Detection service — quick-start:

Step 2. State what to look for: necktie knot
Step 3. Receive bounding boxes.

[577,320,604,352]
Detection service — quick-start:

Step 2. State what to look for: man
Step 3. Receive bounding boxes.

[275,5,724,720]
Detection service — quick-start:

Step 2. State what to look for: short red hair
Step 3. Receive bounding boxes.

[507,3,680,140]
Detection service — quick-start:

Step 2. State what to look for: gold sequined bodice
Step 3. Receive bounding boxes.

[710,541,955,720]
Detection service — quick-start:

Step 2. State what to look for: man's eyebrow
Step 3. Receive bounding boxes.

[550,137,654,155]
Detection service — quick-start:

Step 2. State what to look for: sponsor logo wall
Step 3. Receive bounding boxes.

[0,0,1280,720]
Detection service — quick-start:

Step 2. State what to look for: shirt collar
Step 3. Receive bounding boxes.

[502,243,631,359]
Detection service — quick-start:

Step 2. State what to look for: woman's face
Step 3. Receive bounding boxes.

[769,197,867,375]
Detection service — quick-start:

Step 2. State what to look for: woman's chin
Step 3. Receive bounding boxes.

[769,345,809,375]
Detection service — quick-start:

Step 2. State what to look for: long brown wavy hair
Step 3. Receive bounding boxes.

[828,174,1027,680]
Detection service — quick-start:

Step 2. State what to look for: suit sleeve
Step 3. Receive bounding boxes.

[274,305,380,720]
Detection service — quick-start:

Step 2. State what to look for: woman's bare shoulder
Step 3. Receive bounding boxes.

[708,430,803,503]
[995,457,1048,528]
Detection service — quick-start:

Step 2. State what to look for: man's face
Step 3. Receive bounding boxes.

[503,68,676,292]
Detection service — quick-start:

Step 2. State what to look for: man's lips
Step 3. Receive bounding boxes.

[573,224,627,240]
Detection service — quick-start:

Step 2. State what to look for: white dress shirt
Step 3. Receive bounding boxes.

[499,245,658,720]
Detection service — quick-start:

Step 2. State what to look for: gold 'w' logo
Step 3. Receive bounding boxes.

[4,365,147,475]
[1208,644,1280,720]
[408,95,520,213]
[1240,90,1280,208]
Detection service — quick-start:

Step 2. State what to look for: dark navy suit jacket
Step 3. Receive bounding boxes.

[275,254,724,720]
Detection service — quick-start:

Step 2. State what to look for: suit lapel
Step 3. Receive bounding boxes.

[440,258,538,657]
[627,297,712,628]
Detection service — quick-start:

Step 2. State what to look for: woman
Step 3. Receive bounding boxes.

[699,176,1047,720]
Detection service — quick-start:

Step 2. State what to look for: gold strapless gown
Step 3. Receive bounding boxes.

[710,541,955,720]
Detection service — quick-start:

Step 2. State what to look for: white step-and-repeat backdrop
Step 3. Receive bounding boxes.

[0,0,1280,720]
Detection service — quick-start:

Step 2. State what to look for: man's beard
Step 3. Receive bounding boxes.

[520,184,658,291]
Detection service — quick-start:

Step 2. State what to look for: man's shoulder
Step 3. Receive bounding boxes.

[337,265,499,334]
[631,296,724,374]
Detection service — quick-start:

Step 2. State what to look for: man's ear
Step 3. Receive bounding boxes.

---

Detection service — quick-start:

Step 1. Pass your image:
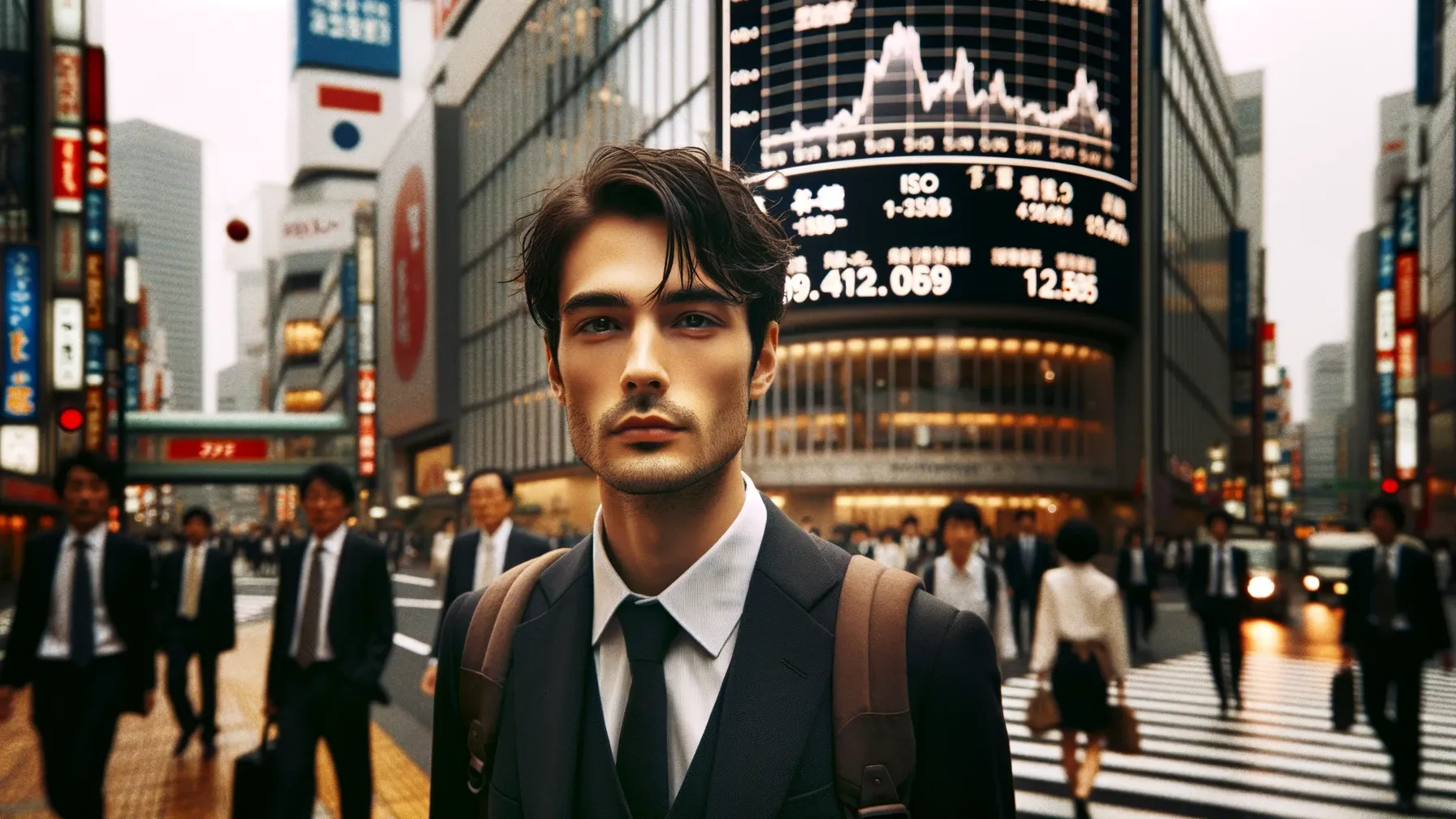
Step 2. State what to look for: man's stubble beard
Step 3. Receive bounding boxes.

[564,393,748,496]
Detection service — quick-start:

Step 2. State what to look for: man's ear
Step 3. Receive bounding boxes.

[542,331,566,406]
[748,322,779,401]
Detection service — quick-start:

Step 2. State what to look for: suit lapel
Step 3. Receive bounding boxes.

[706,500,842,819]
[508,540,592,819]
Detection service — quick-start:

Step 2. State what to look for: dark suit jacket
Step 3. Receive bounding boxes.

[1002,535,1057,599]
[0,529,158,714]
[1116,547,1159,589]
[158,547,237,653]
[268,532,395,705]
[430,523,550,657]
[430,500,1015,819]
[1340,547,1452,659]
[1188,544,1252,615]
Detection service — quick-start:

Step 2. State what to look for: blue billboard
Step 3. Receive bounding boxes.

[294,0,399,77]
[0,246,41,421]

> TASK DIRECTIONS
Pull out each line in the entries above that contains the word "white" and copy those lines.

> RESPONSE TO THE TASK
Step 2. State what to look for: white dress shirt
Step 2. State what to look for: white step-and-repeat backdrop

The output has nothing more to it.